Required work>
Pick out each line of the records that contains the word "steering", and copy those lines in full.

Exercise inputs>
____________
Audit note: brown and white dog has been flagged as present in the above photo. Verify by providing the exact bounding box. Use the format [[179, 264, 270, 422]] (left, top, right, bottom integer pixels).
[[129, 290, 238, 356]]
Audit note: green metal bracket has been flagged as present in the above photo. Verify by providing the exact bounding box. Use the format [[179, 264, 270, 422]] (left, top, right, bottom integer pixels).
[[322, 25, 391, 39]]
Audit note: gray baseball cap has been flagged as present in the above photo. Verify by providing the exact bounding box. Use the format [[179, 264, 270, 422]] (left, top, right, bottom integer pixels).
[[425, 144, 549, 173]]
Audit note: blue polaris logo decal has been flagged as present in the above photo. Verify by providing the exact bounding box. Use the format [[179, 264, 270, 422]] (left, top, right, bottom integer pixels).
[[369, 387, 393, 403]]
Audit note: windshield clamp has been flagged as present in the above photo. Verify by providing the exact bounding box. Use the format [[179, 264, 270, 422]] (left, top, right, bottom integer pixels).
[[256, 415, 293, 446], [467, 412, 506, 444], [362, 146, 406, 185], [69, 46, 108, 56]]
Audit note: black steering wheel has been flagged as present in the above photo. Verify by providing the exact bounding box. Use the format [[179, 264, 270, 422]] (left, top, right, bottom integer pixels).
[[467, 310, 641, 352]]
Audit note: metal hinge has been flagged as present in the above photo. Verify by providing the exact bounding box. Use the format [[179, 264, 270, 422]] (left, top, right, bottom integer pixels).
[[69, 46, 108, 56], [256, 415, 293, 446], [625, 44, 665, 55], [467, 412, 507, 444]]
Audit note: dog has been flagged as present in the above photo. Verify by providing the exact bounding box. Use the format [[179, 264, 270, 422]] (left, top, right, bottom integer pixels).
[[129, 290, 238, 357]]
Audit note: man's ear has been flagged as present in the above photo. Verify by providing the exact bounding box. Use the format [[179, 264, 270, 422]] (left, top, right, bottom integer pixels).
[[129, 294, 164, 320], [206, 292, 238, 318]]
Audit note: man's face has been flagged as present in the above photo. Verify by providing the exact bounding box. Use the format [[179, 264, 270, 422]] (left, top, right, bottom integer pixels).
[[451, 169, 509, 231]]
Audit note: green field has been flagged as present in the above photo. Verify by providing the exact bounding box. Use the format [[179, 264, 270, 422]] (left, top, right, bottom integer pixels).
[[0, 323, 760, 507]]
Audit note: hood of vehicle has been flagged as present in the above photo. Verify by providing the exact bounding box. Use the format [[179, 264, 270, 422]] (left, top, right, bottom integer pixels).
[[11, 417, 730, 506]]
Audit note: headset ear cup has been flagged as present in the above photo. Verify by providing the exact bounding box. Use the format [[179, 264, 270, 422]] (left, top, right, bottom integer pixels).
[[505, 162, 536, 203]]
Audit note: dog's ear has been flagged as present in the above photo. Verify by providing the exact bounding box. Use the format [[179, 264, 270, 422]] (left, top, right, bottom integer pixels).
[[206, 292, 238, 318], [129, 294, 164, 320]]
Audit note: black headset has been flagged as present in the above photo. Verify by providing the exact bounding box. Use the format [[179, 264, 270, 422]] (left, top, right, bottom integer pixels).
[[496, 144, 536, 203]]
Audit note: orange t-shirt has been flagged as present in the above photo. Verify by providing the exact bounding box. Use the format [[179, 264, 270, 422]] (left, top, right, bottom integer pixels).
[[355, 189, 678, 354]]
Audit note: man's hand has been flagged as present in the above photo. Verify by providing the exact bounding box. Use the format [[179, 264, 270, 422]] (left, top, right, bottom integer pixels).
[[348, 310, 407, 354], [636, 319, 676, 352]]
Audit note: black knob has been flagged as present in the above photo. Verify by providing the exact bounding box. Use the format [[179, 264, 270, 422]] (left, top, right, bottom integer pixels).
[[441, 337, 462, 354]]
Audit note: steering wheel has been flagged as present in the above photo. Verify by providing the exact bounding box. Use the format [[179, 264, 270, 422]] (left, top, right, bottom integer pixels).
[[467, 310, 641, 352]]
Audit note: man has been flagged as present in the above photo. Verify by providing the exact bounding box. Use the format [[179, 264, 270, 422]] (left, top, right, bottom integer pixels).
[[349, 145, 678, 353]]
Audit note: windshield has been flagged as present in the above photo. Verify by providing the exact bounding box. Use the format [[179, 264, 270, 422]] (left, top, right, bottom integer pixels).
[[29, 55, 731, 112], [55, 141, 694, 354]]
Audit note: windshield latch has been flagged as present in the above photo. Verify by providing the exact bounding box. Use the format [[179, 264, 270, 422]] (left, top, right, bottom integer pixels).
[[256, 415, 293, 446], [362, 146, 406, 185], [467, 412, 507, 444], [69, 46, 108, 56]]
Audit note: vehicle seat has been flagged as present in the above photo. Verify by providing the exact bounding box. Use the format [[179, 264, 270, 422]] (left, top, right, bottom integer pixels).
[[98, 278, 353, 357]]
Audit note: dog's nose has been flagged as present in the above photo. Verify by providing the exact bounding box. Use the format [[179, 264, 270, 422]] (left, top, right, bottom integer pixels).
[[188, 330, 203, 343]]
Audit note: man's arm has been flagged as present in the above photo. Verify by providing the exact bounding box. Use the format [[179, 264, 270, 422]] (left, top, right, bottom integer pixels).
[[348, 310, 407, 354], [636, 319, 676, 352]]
____________
Task response>
Audit note: black steering wheel has been flagged as present in the above photo. Verify by providing the exact bounding box. Use the format [[179, 264, 270, 422]] (left, top, right, bottom integer pixels).
Audit note: steering wheel has been flagged as present in the above photo. Verify by providing the exact bounding box. Use the format [[179, 264, 270, 422]] (left, top, right, bottom integer pixels).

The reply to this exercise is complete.